• Directions for this task
Write out, as an exact transcription, the line that has "Reviewer note: check that every instance of the tree line" and each line after it through the end of the data below.

-- Dataset entries follows --

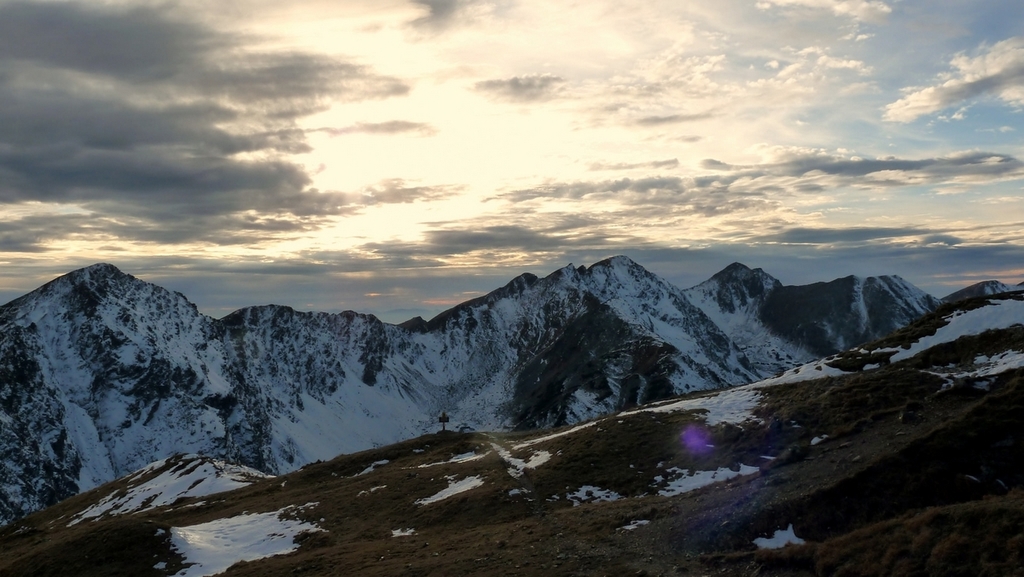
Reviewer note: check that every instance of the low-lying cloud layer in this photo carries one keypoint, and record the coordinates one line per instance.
(166, 130)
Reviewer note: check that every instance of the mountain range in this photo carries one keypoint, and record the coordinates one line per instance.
(900, 456)
(101, 373)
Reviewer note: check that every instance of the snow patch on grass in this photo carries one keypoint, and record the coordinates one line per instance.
(454, 488)
(372, 466)
(732, 406)
(781, 538)
(686, 481)
(192, 476)
(463, 458)
(209, 548)
(591, 493)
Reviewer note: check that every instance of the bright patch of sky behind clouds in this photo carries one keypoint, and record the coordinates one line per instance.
(398, 157)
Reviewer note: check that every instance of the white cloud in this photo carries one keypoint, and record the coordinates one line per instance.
(868, 10)
(998, 72)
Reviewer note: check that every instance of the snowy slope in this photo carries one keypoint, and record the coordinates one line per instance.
(780, 326)
(983, 288)
(101, 373)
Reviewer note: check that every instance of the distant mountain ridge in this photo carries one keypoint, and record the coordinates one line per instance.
(984, 288)
(101, 373)
(778, 326)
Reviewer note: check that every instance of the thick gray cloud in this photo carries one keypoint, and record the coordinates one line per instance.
(528, 88)
(655, 196)
(138, 117)
(829, 236)
(885, 171)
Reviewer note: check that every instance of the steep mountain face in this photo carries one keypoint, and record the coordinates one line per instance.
(902, 456)
(983, 288)
(777, 326)
(734, 299)
(102, 373)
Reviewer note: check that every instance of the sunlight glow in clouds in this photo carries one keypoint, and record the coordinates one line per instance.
(389, 156)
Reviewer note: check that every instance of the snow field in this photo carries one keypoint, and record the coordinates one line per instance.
(192, 477)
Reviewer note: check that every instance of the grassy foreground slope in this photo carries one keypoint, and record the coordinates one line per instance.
(902, 457)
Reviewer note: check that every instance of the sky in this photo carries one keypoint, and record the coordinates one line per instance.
(398, 157)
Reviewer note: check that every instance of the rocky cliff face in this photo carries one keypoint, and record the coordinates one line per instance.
(101, 373)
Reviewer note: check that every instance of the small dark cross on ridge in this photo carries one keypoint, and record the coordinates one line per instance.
(442, 419)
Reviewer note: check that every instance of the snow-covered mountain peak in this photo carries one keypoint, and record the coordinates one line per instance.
(101, 373)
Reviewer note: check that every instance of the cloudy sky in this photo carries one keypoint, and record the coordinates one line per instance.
(397, 157)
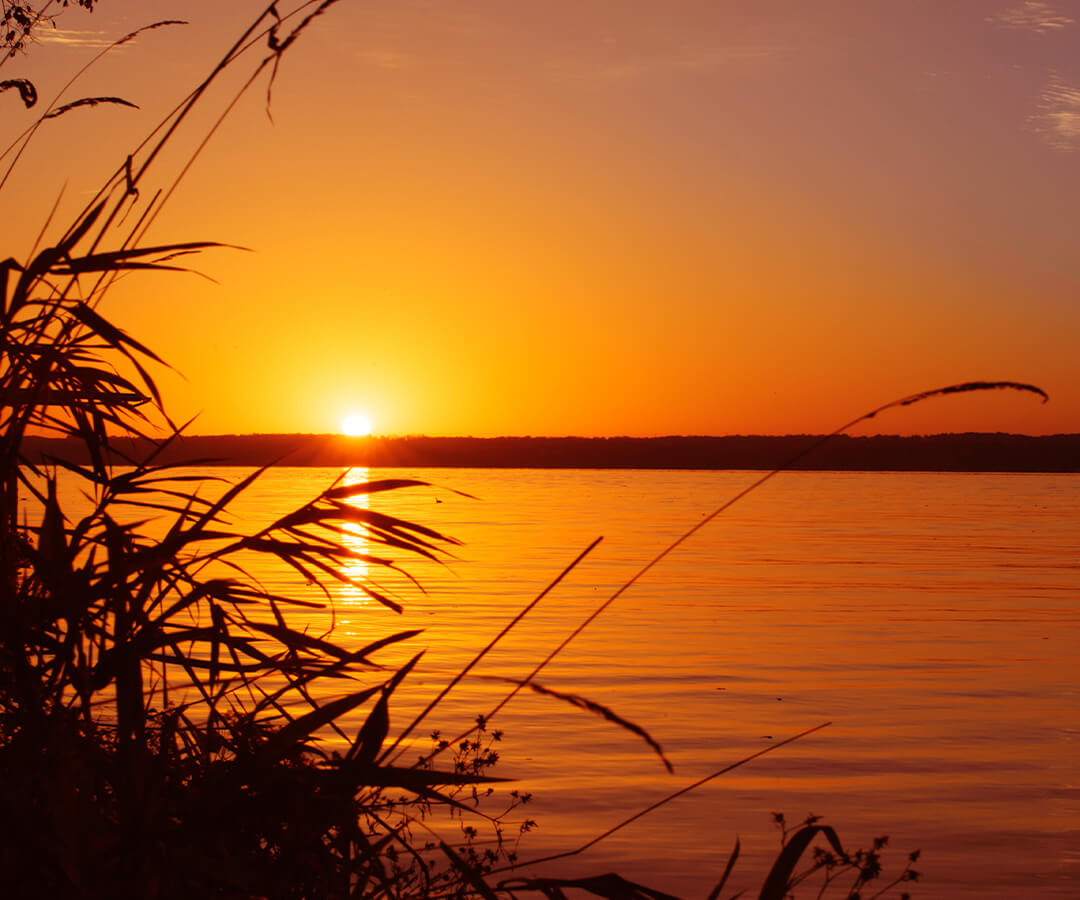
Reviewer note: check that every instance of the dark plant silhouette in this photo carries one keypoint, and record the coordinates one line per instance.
(160, 719)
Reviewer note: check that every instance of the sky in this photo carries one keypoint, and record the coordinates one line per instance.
(606, 217)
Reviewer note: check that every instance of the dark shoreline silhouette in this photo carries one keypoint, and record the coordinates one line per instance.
(936, 453)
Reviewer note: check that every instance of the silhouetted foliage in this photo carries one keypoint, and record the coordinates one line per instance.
(164, 730)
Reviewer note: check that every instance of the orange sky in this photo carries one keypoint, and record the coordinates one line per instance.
(612, 217)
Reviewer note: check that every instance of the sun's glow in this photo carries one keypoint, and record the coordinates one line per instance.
(355, 425)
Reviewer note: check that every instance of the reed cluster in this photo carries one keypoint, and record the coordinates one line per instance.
(161, 733)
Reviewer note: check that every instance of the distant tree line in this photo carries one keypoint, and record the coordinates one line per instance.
(945, 453)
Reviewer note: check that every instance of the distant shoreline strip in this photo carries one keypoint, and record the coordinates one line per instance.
(935, 453)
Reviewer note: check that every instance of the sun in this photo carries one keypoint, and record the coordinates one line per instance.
(356, 425)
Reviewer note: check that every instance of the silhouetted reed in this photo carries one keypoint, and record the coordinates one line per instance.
(160, 733)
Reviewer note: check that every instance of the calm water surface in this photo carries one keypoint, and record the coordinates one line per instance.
(933, 619)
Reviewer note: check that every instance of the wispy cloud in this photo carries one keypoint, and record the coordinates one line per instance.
(1058, 117)
(1034, 15)
(70, 38)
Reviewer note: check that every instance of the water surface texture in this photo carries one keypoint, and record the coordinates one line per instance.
(933, 619)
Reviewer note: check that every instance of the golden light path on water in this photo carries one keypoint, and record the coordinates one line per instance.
(354, 538)
(931, 617)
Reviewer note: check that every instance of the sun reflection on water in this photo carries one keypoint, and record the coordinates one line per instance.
(354, 538)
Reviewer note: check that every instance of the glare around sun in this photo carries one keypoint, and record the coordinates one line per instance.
(356, 426)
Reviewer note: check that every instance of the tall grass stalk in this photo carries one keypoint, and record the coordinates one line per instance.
(161, 728)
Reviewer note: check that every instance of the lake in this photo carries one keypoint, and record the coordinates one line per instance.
(933, 619)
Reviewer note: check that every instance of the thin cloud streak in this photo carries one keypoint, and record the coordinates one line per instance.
(1058, 119)
(1035, 15)
(72, 38)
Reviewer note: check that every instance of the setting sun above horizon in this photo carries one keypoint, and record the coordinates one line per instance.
(355, 426)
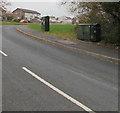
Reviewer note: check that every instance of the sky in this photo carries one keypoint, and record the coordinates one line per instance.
(45, 7)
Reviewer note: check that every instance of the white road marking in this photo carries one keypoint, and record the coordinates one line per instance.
(3, 53)
(59, 91)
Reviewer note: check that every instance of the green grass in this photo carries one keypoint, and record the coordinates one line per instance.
(59, 30)
(12, 23)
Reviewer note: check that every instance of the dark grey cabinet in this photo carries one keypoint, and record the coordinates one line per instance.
(90, 32)
(45, 23)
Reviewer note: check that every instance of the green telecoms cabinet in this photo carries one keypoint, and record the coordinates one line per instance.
(45, 23)
(90, 32)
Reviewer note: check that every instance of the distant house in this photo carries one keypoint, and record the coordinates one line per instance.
(65, 20)
(2, 13)
(52, 19)
(30, 15)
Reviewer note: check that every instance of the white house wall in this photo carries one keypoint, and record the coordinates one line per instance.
(30, 16)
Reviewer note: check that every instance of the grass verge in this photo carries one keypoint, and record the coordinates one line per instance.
(58, 30)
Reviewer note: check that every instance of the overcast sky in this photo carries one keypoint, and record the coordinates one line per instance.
(45, 7)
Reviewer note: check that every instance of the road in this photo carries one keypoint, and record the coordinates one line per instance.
(91, 82)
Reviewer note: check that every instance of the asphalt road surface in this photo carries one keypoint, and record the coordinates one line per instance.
(40, 77)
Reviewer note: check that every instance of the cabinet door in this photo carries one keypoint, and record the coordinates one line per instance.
(86, 32)
(80, 32)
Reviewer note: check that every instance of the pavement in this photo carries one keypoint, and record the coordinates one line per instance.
(89, 48)
(38, 76)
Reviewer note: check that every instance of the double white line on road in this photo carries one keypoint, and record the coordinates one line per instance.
(59, 91)
(3, 53)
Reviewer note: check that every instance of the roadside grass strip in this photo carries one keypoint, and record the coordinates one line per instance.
(3, 53)
(79, 104)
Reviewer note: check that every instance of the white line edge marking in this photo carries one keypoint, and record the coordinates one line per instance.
(3, 53)
(58, 91)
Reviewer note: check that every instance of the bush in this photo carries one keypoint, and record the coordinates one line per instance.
(109, 29)
(15, 20)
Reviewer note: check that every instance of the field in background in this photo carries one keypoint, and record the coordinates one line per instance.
(12, 23)
(58, 30)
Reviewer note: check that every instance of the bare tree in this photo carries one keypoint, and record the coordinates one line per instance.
(4, 3)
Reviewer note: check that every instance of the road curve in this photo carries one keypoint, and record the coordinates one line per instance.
(92, 82)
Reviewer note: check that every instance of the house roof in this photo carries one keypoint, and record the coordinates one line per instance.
(2, 9)
(27, 11)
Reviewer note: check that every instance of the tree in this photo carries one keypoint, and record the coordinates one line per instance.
(104, 13)
(112, 8)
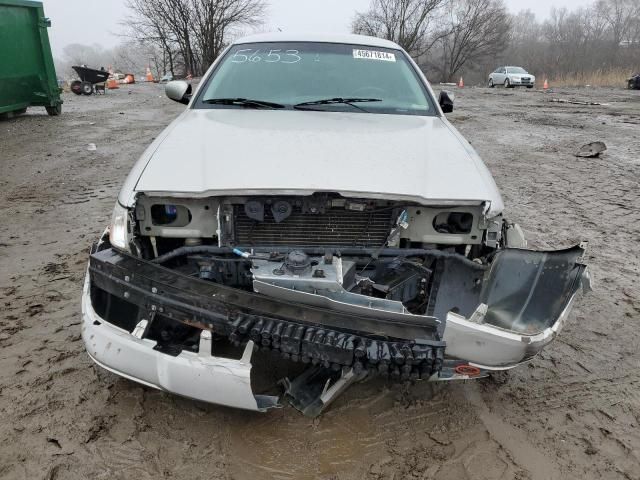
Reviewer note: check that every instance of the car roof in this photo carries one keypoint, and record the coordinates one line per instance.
(319, 38)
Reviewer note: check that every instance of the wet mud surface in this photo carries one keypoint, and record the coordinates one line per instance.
(572, 413)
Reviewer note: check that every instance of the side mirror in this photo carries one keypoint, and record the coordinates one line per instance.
(178, 91)
(446, 101)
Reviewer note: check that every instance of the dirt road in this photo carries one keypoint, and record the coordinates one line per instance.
(572, 413)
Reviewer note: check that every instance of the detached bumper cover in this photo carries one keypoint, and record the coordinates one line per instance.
(524, 301)
(195, 375)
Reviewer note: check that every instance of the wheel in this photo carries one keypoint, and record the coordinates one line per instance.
(87, 88)
(76, 87)
(55, 110)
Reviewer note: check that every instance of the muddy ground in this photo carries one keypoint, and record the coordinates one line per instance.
(572, 413)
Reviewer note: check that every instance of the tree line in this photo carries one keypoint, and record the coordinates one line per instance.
(449, 38)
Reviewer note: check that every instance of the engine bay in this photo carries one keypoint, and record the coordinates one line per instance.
(374, 256)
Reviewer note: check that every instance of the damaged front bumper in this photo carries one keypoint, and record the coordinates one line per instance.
(125, 298)
(200, 375)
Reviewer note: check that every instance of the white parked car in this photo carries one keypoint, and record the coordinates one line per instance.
(313, 202)
(511, 77)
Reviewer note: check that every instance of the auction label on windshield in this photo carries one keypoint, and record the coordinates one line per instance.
(374, 55)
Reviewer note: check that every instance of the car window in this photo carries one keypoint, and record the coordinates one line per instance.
(290, 73)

-- Dataset entries concluded --

• Task output
Reviewer note: check that every instance of the tree line in this photo carries one keypoint, and record the coordinates one line per instance.
(449, 38)
Reviewer note: check that every instance of the engine bay in this photo carries one keypoint, and record the coordinates one line per instance.
(374, 256)
Reviewer note: check that every instance of the damaged front bumper in this photo carries one keypoint, and record the coordinates one line per instance.
(125, 298)
(200, 375)
Reviewer note: check that every instance of the white parked car in this photo carries one keypoint, and record the coordinates one line per instance.
(313, 202)
(511, 77)
Reviewer note: check that every instance of the auction label on windshield in this photo carries one keypoint, and record the coordinates one line per instance.
(374, 55)
Reviewer note: check that every instance of the car window in this photo carries one keypoint, and record the coordinates one line per instance.
(290, 73)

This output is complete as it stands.